◆ Dataset entries

··········

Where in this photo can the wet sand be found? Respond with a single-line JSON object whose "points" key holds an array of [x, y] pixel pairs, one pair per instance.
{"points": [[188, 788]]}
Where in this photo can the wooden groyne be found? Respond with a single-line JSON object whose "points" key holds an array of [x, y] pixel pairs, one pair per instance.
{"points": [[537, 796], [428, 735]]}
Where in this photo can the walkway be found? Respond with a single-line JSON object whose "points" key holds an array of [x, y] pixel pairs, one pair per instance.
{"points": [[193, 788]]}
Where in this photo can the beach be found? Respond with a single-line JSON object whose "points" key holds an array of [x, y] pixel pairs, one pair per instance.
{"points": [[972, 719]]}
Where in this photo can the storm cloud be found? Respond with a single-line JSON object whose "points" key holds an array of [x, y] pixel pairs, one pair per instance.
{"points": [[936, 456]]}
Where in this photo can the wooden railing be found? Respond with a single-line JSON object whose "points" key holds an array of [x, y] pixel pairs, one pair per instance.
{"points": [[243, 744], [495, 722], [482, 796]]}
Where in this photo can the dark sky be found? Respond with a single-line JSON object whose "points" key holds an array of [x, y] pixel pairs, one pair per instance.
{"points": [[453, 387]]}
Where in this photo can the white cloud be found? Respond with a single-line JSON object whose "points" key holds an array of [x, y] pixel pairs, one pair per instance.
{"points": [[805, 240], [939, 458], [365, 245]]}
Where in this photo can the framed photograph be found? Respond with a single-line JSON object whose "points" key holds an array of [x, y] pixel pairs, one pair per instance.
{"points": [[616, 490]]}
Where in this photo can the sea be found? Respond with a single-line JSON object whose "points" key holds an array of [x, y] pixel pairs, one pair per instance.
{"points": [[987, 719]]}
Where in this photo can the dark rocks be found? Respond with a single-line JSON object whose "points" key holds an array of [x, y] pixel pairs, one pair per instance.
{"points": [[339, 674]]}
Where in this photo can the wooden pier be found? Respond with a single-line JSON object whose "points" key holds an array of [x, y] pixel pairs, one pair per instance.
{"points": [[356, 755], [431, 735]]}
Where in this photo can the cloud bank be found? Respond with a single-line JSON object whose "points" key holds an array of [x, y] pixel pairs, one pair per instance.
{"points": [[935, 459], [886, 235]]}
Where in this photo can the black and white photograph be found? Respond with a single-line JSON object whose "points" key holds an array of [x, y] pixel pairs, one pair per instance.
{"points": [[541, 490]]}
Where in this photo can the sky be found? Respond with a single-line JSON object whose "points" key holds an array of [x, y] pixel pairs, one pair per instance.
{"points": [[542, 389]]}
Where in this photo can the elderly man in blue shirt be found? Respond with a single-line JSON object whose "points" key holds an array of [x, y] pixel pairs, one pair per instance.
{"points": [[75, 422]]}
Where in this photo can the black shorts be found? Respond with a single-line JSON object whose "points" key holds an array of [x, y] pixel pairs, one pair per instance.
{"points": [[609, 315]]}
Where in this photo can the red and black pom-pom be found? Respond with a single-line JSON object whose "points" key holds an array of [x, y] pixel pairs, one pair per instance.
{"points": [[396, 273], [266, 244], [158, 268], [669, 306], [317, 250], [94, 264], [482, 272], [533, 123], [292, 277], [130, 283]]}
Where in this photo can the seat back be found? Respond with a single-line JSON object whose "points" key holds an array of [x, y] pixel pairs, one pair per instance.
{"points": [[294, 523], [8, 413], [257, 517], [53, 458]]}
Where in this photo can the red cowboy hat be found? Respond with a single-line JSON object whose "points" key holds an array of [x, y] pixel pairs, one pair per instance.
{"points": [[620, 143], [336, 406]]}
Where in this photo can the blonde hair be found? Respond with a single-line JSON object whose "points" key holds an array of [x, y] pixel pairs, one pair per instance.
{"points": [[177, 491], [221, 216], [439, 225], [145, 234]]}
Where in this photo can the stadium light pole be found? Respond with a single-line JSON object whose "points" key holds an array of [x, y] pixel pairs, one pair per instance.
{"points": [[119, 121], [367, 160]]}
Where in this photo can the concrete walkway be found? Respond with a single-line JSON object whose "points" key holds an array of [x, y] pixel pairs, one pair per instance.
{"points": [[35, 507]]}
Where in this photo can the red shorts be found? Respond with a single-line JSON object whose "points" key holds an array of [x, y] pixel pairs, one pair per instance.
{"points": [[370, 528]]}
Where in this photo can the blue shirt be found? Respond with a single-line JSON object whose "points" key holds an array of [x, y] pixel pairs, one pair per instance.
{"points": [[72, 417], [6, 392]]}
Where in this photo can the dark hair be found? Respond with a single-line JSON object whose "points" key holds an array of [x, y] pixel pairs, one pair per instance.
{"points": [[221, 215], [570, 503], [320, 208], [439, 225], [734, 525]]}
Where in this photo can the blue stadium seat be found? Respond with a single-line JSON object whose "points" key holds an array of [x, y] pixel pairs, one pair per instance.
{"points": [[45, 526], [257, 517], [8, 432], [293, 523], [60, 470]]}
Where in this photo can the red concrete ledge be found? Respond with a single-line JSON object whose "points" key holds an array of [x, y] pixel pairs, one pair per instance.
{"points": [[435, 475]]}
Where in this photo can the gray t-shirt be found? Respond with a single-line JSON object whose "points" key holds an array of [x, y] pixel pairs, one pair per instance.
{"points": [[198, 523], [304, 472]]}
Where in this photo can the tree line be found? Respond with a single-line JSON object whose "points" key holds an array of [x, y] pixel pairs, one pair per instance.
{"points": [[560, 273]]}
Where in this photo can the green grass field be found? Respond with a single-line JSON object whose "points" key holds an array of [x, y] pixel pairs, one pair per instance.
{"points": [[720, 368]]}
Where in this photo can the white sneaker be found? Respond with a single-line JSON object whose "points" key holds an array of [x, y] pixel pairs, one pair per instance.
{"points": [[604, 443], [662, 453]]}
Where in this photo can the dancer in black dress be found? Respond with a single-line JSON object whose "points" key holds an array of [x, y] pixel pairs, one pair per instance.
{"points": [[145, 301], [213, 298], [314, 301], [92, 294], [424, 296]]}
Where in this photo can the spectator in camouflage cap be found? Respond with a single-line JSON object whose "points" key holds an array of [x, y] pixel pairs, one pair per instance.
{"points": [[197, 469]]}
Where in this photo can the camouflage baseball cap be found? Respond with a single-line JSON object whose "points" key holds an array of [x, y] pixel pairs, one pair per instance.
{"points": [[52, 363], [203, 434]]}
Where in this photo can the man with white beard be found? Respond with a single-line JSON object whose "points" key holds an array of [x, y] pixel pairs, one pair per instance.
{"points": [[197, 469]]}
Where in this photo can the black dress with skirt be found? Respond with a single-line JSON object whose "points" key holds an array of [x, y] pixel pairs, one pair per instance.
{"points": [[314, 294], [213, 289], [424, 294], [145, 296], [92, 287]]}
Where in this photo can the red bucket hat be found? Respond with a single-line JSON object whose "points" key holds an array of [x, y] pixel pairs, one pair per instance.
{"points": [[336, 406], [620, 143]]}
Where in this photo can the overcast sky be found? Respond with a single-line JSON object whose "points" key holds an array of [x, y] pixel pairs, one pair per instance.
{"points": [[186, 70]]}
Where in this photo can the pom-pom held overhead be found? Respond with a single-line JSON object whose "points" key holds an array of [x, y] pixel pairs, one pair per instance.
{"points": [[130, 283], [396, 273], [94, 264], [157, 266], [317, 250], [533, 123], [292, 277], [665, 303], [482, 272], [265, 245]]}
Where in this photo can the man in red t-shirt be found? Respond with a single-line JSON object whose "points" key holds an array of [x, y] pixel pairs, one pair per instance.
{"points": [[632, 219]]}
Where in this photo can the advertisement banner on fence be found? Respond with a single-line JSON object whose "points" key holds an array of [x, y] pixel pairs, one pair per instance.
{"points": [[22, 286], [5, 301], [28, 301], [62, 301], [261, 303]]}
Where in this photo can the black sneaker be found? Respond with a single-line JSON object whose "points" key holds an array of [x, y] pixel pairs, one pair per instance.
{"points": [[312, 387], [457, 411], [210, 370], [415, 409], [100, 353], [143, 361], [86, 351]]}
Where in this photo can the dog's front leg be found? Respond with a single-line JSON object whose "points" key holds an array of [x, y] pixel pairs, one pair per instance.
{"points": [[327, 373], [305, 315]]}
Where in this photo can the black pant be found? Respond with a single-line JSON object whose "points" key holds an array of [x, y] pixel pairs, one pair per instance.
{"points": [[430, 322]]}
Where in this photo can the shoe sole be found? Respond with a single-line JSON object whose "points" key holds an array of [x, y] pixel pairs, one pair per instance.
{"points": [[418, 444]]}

··········

◆ TASK PROMPT
Write out the lines above, starting at the line that contains "Where in this photo can the man in" and ending with the final line, and nothing else; copy them exactly.

◆ WRITTEN SOLUTION
Where in this photo can the man in red t-shirt be found? Respond with a single-line JSON object whose "points" key holds an array of [x, y] pixel pairs, one pair per instance.
{"points": [[632, 219]]}
Where in this photo can the advertisement banner on fence be found? Respond with a single-line JSON object whose "points" key holds an array of [x, y] pixel pairs, one pair per instance.
{"points": [[22, 286], [5, 301], [28, 301], [62, 301], [261, 303]]}
Where in this photo can the black sneaker be found? Respond with a single-line JSON object whose "points" key holds an array of [x, y] pixel pairs, one pair per instance.
{"points": [[312, 387], [457, 411], [210, 370], [415, 409], [100, 353], [143, 361], [86, 351]]}
Where in this photo can the dog's front leg be found? Respond with a single-line JSON object whose "points" key holds an array of [x, y] pixel pairs, one pair per instance.
{"points": [[327, 373], [305, 315]]}
Where in this photo can the black pant be found? Respond with a single-line JSON object whose "points" key holds an array of [x, y] pixel pairs, one pair per instance.
{"points": [[430, 322]]}
Where in this photo can the shoe sole be found? Respond with a single-line JSON object whose "points" key holds an array of [x, y] pixel pairs, one pair per instance.
{"points": [[418, 444]]}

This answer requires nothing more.